### Task item
Reproduce verbatim the part of the passage on describing Duchamp's archival objects that runs from "All in all, I" up to and including "the documentation here.".
***** Text excerpt
All in all, I wrote descriptions for 24,105 archival objects composed of 44,997 total image files. To keep myself on track, I set daily quotas. I have one word for those curious about how I did this work: spreadsheets! Most of the descriptive work was done in Excel because it allows for filtering data, applying formulas, and even simple copying and pasting, features that are useful in building efficiencies. If you’re interested in seeing the more technical aspects of the DRP and its data models, you can review the documentation here.
Handling items like Duchamp’s passport, his vaccination record, or his rent receipt brought the artist to life for me. In addition to being one of the most important artists of the twentieth century, he was a real person who could get sick and owed rent. (By the way, he paid thirty-five dollars a month for his Manhattan studio in 1943.)
![Image of Marcel Duchamp's Republique Française passport. Reads as follows:
Signalement Description
Taille Height: 1mm74
Couleur des yeux Color of eyes: grise
Couleur des cheveux Colour of hair chatains
Signes particuliers Special marks:
Accompange de [blank] enfants
Accompanied by [blank] children
Nom Surname
Prenoms Christian Names
Date de naissance Date of Birth
[not filled out]
Photographie du titulaire et, le cas echeant, photographies des enfants qui 'laccompangnent. Photograph of the bearer (and of children if any).
Photograph of Marcel Duchamp clean shaven wearing coat and patterned tie.
Blue stamp on lower right of photo reads Consulat General de France, New York
Signature du titulaire
Signature of bearer
Marcel Duchamp](https://i0.wp.com/blog.philamuseum.org/wp-content/uploads/2022/01/IMAGE-01-Duchamp-Research-Portal-Marcel-Duchamp-Republique-Francaise-passport-October-22-1954.jpg?resize=750%2C591&ssl=1)
**********
***** Material shown
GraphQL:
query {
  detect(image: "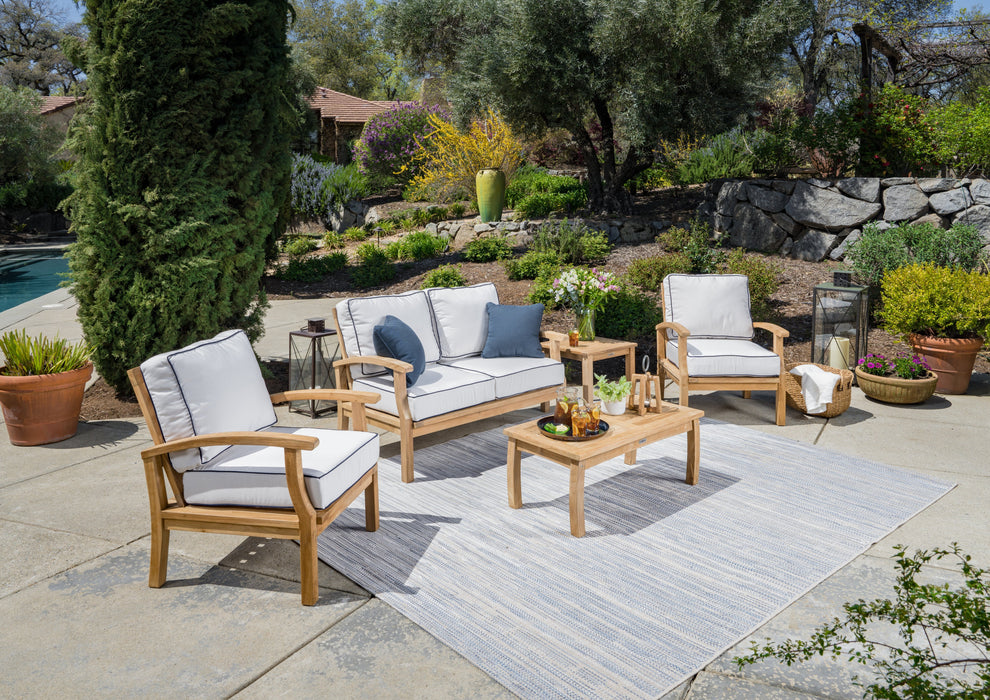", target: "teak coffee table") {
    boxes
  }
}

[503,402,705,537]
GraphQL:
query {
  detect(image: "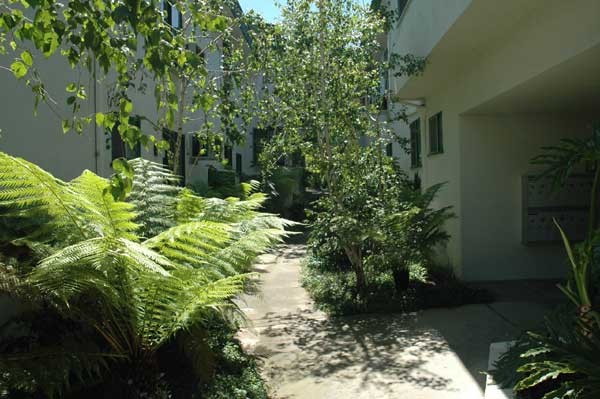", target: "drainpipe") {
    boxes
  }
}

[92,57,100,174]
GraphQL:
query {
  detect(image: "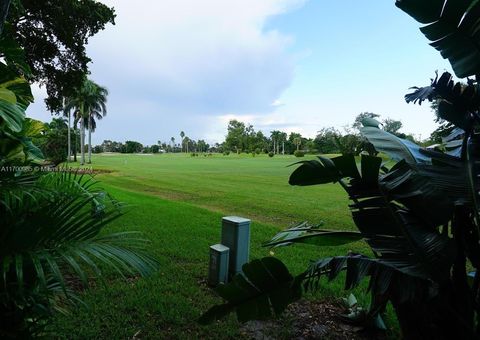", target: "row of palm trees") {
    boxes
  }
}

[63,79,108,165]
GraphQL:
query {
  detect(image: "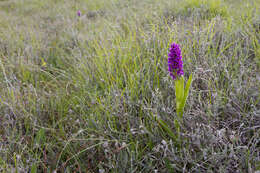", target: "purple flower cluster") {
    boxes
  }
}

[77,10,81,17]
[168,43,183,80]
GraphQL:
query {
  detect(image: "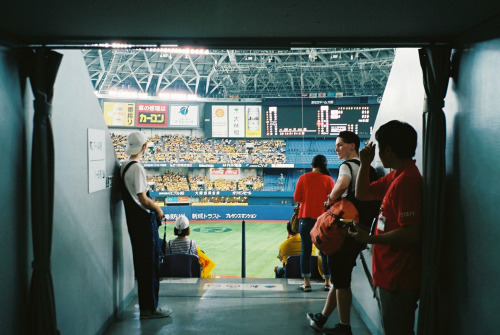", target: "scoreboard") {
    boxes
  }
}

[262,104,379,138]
**********
***** Material shown
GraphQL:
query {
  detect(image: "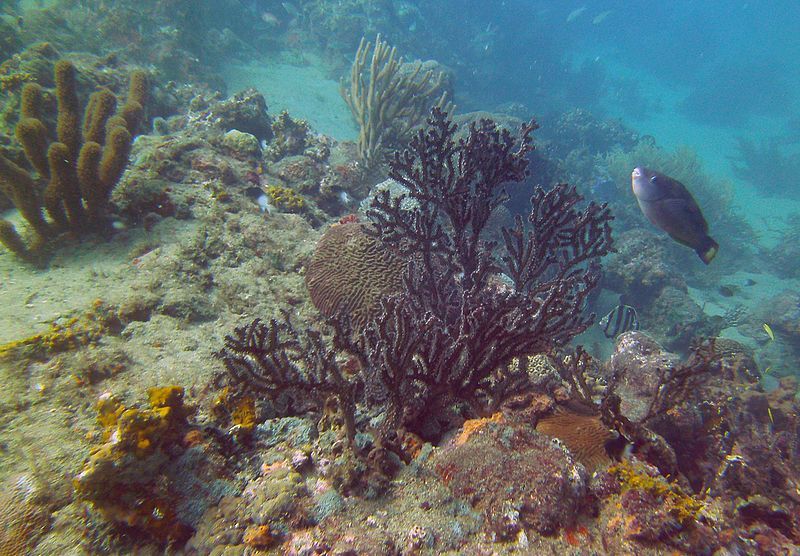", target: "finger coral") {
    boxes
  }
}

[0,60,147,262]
**********
### Answer section
All in all, I wrote descriptions for 24,105 archival objects composed of 44,997 total image files. To keep myself on track, I set daily quotas. I have one word for those curious about how I did this work: spreadsheets! Most of the descriptive work was done in Excel because it allows for filtering data, applying formulas, and even simple copying and pasting, features that are useful in building efficiencies. If you’re interested in seeing the more technical aspects of the DRP and its data models, you can review the documentation here.